Gelombang Panas Berpotensi Ciptakan Kerugian Besar di India
1 Juni 2023Gelombang panas sehangat 45 derajat Celcius yang melanda India sejak beberapa pekan terakhir semakin membebani warga. Sepanjang bulan Mei, Departemen Meteorologi India (IMD) sudah berulangkali menerbitkan peringatan bahaya panas di sejumlah negara bagian. Suhu ekstrem diklaim belum akan menghilang hingga hujan datang.
Musim hujan diprediksi akan terlambat tahun ini dan baru akan tiba pada pekan pertama Juni. "Benar, temperatur di sejumlah tempat telah melampaui batas suhu panas normal," kata D S Pai, seorang ilmuwan di IMD.
Suhu udara saat ini memaksa sebagian besar warga berdiam di dalam rumah. Nasib berbeda dirasakan buruh miskin dan berupah rendah yang kebanyakan harus bekerja di udara terbuka. Sebab itu, sektor konstruksi termasuk yang paling rentan terdampak gelombang panas.
"Sebagian besar populasi kami sangat rentan terhadap gelombang panas karena minimnya kepemilikan perlengkapan seperti penyejuk ruangan, serta rendahnya tingkat literasi dan akses air bersih dan sanitasi," ujar Sunita Narain, Direktur Pusat Ilmu Pengetahuan dan lingkungan di New Delhi.
Gelombang panas ikut berimbas terhadap kesehatan penduduk. April silam, setidaknya 13 orang meninggal dunia, sementara 12 orang harus dirawat di rumah sakit lantaran terpapar suhu ekstrem. Sebuah riset oleh sekelompok pakar meteorologi bahkan mencatat gelombang panas menyebabkan lebih dari 17.000 korban jiwa selama 50 tahun terakhir.
Prediksi dan tren masa depan
Musim panas di India berlangsung dari April hingga Juni. Namun temperatur rata-rata tercatat semakin tinggi dalam beberapa dekade terakhir. Faktanya, seluruh Asia Selatan dianggap sangat rentan terhadap dampak krisis iklim.
Awal bulan Mei lalu, lembaga akademis World Weather Attribution, menyimpulkan betapa potensi terjadinya gelombang panas di Asia Selatan meningkat 30 kali lipat akibat perubahan iklim. Mereka mencatat, suhu rata-rata di kawasan padat penduduk itu sudah meningkat dua derajat Celcius dibandingkan temperatur dari era pra-industri.
Jika tren kenaikan temperatur rata-rata berlanjut, suhu udara akan sedemikian panas sehingga bisa mengganggu proses pendinginan alamiah di dalam tubuh, kata Krishna Achutarao, seorang professor di Pusat Ilmu Atmosfger di Indian Institute of Technology. Fenomena itu bisa mengarah pada stres dan keletihan akut, hingga kematian.

(Baris Data)
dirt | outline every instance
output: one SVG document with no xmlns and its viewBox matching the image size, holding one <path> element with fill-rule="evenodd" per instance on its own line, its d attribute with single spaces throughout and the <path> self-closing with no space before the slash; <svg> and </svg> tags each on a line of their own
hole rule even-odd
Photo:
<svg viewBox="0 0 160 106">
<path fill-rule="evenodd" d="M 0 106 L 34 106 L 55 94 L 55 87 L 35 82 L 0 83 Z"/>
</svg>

(Rangkaian Tugas)
• 1. Salin ulang bagian artikel tentang gelombang panas di India, mulai dari "Awal bulan Mei" sampai dengan "akut, hingga kematian.".
• 2. Menurut artikel tentang gelombang panas di India, berapa kali lipat potensi terjadinya gelombang panas di Asia Selatan meningkat akibat perubahan iklim?
• 3. Teruskan artikel tentang gelombang panas di India mulai setelah kalimat terakhir yang tercantum.

(Jawaban Tiap Tugas)
• 1.
Awal bulan Mei lalu, lembaga akademis World Weather Attribution, menyimpulkan betapa potensi terjadinya gelombang panas di Asia Selatan meningkat 30 kali lipat akibat perubahan iklim. Mereka mencatat, suhu rata-rata di kawasan padat penduduk itu sudah meningkat dua derajat Celcius dibandingkan temperatur dari era pra-industri.
Jika tren kenaikan temperatur rata-rata berlanjut, suhu udara akan sedemikian panas sehingga bisa mengganggu proses pendinginan alamiah di dalam tubuh, kata Krishna Achutarao, seorang professor di Pusat Ilmu Atmosfger di Indian Institute of Technology. Fenomena itu bisa mengarah pada stres dan keletihan akut, hingga kematian.

• 2. 30 kali lipat.

• 3.
"Gelombang panas yang sekarang saja sudah mematikan, dan studi menunjukkan bahwa krisis iklim tidak hanya menaikkan temperatur, tetapi juga tingkat kelembapan, dengan indeks panas setinggi 2 derajat Celcius lebih panas ketimbang tanpa perubahan iklim," kata dia.
Solusi jangka panjang
Abinash Mohanty, ilmuwan iklim di organisasi pembangunan dunia, IPE-Global, mengatakan gelombang panas teranyar di India merupakan "contoh klasik" betapa krisis iklim berdampak buruk pada kehidupan manusia.
"India akan kehilangan 34 juta lapangan kerja pada 2030 hanya karena gelombang panas. Produktivitas pertanian akan menurun. Hasilnya adalah gangguan pada ketahanan pangan, rantai suplai dan ekonomi," ujarnya. "Waktunya sudah datang untuk mendukung aksi iklim lokal di penjuru distrik dan kota yang mengalami gelombang panas."
Ilmuwan di seluruh dunia mengimbau diambilnya langkah drastis untuk mengurangi emisi gas rumah kaca dan menghadang kenaikan suhu rata-rata. Menurut Bank Dunia, India merupakan produsen CO2 terbesar ketiga di dunia. Tapi jejak emisi per kapita masih jauh lebih rendah dibandingkan dengan negara-negara industri maju.
Komitmen iklim sebabnya harus diperkuat, ketika laju kenaikan rata-rata suhu Bumi sedang mengarah ke level 2,7 derajat Celcius di atas level pra-industri. Kenaikan setinggi itu diprediksi akan menempatkan dua miliar penduduk Bumi jauh di luar batas zona iklim nyaman, tulis ilmuwan dalam laporan Nature Sustainability pekan lalu. Dari jumlah tersebut, setidaknya 600 juta orang hidup di India.
Roxy Matthew Koll, ilmuwan iklim di Indian Institute of Tropical Meteorology, mengatakan India harus mulai mengumpulkan data-data terkait untuk mengidentifikasi kawasan yang paling rentan. Menurutnya, langkah itu diperlukan demi menjamin kebijakan yang efektif dan tepat guna.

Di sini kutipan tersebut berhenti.